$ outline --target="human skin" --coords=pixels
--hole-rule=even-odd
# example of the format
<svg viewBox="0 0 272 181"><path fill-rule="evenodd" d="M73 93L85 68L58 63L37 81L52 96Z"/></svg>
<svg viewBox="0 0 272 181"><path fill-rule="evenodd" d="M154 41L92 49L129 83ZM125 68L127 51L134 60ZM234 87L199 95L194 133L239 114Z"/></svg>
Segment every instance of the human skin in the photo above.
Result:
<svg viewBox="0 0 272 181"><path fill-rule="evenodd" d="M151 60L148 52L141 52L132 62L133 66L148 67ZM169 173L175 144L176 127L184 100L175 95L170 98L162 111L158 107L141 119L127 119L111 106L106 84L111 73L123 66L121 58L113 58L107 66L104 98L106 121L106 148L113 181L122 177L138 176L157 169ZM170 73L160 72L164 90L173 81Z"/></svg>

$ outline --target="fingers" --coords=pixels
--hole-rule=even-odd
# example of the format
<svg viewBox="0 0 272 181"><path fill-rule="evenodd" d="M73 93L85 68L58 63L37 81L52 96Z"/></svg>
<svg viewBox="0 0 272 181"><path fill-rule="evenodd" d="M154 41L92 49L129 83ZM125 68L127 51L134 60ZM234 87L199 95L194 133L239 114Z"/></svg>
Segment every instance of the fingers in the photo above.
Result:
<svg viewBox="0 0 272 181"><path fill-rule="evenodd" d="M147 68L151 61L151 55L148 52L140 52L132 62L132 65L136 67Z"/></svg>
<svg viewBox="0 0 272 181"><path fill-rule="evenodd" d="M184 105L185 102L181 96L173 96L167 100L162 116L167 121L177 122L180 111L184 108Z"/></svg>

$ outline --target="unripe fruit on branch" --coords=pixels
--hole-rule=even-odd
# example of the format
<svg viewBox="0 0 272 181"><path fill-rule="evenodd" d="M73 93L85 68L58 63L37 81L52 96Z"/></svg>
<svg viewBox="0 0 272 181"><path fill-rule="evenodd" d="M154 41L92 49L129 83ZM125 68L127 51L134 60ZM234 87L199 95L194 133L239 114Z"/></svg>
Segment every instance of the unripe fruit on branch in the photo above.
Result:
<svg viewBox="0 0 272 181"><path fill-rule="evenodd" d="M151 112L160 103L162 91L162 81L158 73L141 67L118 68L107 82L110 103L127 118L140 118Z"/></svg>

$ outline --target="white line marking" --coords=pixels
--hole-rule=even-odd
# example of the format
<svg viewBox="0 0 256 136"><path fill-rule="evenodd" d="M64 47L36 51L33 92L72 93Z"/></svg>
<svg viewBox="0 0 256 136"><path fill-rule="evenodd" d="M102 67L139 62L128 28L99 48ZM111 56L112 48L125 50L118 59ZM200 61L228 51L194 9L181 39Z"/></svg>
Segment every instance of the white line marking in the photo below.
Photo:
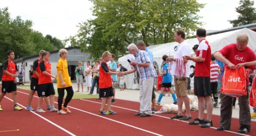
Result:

What is being asked
Locate every line in the material that contains the string "human", matching case exactly, and copy each of those lines.

Solution to the problem
$ outline --target="human skin" --coords=pixels
Segment every instance of the human skin in the photo above.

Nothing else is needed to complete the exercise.